Another direction that has been followed in order to attempt to enrich the experience of the listener relates to the attempt to influence directly the mental state of the listener by using the stimulation of specific brainwaves, which work and respond at frequencies that the human ear is unable to pick up.

Brainwave frequency varies depending on the type of activity in which the brain is involved. Scientists commonly divide the waves into four bands, which correspond to four frequency bands and reflect different activities of the brain.

Delta waves are comprised in the range from 0.5 Hz to 4 Hz, correspond to deep sleep and are associated with the deepest mental and physical relaxation.

Theta waves are comprised in the range from 4 Hz to 8 Hz, correspond to drowsiness and to the first stage of sleep and are typical of the mind engaged in imagination, visualization, creative inspiration activities.

Alpha waves are comprised in the range from 8 Hz to 14 Hz, correspond to alert relaxation and are associated with a state of alert but relaxed consciousness.

Beta waves are comprised in the range from 14 Hz to 30 Hz, correspond to a state of alertness and concentration and are associated with ordinary waking activities, when one is concentrated on external stimuli.

On the basis of the phenomenon of resonance, if the brain is subjected to pulses at a given frequency, its natural tendency is to tune to them. For example, if the subject is in the wakeful state and therefore his brain activity is comprised in the beta wave band, and he is subjected for a certain period to a 10-Hz (alpha wave) stimulation, his brain tends to modify its activity in the direction of the received stimulus, thus passing to a state of relaxation which is typical of alpha waves.

Thanks to this phenomenon it is possible to generate sound effects which stimulate brain waves, adopting the theory of biauricular rhythm. According to the teachings of this theory, sound effects which cannot be detected by the human ear but generate a frequency which can be detected by the brain are introduced in any piece of music, so as to induce desirable effects, such as relaxation, anxiety reduction, increased concentration, increased creativity.

In particular, the biauricular rhythm theory states that if the left ear is stimulated with a carrier sound at a frequency f and simultaneously the right ear is stimulated with a carrier sound at a frequency equal to f+Δf, the difference Δf between the frequencies is not perceived by hearing but only at the subconscious level by the brain, which tends to resonate with such frequency.

For example, if Δf is selected equal to 10 Hz (alpha waves), the brain will tend to resonate with the frequency of 10 Hz and accordingly with the corresponding activity related to relaxation, calmness and tranquillity. In this manner, concentration is enhanced and meditation is facilitated in the listener.

The introduction of electronics and computer technology applied to the music sector has allowed to use these frequencies, conveying them by means of sound waves in order to try to condition the state of mind of a listener. Pieces of music are already commercially available in which backing tracks or accompaniments are inserted which encapsulate this effect. Listening to these pieces of music, especially by means of ordinary stereo headphones, allows to stimulate brain waves in order to provide a feeling of relaxation or excitement.

EXERCISE TASKS
1 - Could you update the records from their first line through the line with "left=367, top=54, right=573, bottom=97", replacing "honey" with "syrup" and leaving everything else unchanged?
2 - Can you continue the passage on stimulating brainwaves through music from where it stops?

GIVEN RECORDS
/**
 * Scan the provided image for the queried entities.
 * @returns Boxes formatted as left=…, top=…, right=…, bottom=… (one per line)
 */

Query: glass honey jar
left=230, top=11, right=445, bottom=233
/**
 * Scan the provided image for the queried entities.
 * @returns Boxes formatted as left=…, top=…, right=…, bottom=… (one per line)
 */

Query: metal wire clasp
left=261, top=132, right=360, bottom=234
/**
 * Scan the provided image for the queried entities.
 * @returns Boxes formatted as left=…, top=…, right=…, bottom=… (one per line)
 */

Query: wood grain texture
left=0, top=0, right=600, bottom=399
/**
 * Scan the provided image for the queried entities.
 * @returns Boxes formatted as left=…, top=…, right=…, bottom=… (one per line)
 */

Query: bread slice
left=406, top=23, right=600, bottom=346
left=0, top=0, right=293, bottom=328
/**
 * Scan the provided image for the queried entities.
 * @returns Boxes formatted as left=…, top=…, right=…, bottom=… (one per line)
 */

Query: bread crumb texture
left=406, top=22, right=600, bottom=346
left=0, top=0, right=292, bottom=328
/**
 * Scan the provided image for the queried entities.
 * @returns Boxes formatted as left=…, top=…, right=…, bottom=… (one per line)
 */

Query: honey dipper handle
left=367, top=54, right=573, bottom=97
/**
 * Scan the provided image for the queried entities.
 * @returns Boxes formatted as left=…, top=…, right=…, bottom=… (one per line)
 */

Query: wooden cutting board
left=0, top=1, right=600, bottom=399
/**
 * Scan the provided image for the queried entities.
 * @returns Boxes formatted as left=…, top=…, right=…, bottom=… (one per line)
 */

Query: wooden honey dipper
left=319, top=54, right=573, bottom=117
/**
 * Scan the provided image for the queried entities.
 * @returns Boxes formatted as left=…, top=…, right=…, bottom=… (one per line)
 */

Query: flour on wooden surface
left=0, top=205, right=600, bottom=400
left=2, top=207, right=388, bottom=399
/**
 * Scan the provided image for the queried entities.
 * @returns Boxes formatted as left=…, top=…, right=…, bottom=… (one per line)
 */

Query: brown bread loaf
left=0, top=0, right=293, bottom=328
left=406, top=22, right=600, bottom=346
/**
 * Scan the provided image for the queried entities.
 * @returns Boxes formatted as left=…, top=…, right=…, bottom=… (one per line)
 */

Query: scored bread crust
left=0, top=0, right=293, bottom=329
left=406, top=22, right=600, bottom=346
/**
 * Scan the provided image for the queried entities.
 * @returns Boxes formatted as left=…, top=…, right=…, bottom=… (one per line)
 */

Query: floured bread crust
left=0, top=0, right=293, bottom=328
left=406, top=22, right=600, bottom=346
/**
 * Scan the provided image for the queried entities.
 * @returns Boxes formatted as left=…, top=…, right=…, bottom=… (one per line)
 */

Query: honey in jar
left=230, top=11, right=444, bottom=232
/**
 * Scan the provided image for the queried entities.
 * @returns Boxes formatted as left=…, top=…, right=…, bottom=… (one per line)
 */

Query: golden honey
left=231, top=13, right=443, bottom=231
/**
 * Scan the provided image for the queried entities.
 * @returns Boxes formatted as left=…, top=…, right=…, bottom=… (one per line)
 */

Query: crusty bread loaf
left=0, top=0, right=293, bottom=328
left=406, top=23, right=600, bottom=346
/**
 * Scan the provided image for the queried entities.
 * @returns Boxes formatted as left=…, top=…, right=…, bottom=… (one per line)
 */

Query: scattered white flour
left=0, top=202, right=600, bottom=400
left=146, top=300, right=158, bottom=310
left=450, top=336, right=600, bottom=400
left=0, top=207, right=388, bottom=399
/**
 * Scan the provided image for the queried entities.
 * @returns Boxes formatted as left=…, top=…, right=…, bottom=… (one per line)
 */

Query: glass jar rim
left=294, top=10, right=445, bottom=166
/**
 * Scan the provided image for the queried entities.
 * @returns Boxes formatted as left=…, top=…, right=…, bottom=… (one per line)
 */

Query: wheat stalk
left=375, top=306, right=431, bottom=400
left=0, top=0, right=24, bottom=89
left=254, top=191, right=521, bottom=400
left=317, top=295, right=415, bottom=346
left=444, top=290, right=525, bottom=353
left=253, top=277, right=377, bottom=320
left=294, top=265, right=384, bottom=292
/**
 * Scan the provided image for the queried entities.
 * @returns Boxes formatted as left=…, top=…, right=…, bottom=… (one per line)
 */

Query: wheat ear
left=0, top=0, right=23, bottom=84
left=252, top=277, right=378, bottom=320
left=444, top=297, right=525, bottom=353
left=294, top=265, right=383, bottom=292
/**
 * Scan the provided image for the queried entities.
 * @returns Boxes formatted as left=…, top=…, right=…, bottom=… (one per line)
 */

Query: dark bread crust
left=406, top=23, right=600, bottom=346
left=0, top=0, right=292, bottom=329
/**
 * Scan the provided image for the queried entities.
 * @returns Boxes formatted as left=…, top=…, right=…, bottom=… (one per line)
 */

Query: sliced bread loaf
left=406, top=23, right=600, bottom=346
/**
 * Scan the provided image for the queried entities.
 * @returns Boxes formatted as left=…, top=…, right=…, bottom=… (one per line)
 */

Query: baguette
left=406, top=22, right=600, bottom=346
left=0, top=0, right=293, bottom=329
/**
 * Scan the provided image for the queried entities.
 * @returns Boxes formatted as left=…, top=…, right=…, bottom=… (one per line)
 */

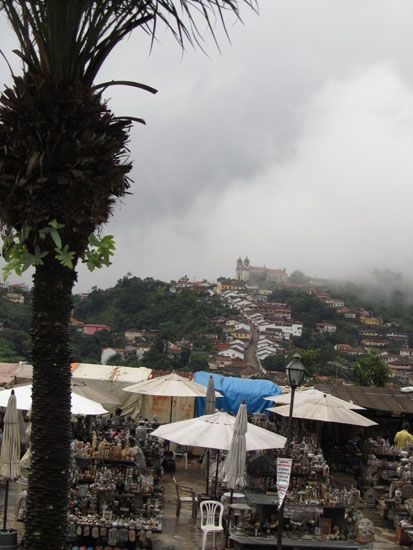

OUTPUTS FOR THE TASKS
1 -
/**
 * Scan the provided image for the queried entities.
 * @returns Boxes formatted as left=…, top=…, right=…, bottom=… (one per line)
 */

Query: glass syrup jar
left=230, top=11, right=445, bottom=233
/**
 * Scan the provided image for the queried entities.
 * @returns Boxes formatted as left=…, top=…, right=…, bottom=… (one per line)
 */

Query: metal wire clasp
left=261, top=132, right=360, bottom=234
/**
 * Scan the provided image for the queried entities.
 * @returns Boxes formatted as left=…, top=…, right=…, bottom=… (one per line)
 */

Query: wood grain texture
left=0, top=0, right=600, bottom=399
/**
 * Scan the provided image for the queried entities.
 * @returns Boxes formatted as left=…, top=…, right=…, bottom=… (one per line)
 */

Query: bread slice
left=406, top=23, right=600, bottom=346
left=0, top=0, right=293, bottom=328
/**
 * Scan the provided image for the queried entities.
 * @returns Boxes formatted as left=…, top=…, right=…, bottom=… (one per line)
 */

Query: bread crumb texture
left=406, top=22, right=600, bottom=346
left=0, top=0, right=292, bottom=328
/**
 * Scan the provided image for the queried entities.
 * @returns Boxes formatted as left=…, top=…, right=…, bottom=… (one per line)
 */

Query: syrup dipper handle
left=367, top=54, right=573, bottom=97

2 -
These effects are typically provided by inserting within a recording some backing tracks, particularly percussions, which are recorded in stereo or two-channel format and in which the frequency of the note recorded on the second channel is shifted by the desired value.

However, it has been observed that the stimulus induced by these recordings according to the background art is not sufficiently high, since the perception of the biauricular accompaniments is often excessively conditioned by the rest of the music or sound played back at that time.

DISCLOSURE OF THE INVENTION

The aim of the present invention is to overcome the limitations of the background art noted above, by proposing a new method and system for generating biauricular audio which increases biauricular perception and the corresponding beneficial effects during listening.

Within this aim, an object of the present invention is to devise a method and a system which allow the listener to perceive the biauricular effects more substantially.

Another object of the present invention is to allow a dynamic generation of biauricular audio, allowing a user to generate a biauricular piece of music starting from any piece of music of his choice, selecting the preferred type of waves (alpha, beta, delta or theta).

Another object of the present invention is to allow the enjoyment of biauricular effects during the execution of activities normally performed by the listener, for example while playing a video game.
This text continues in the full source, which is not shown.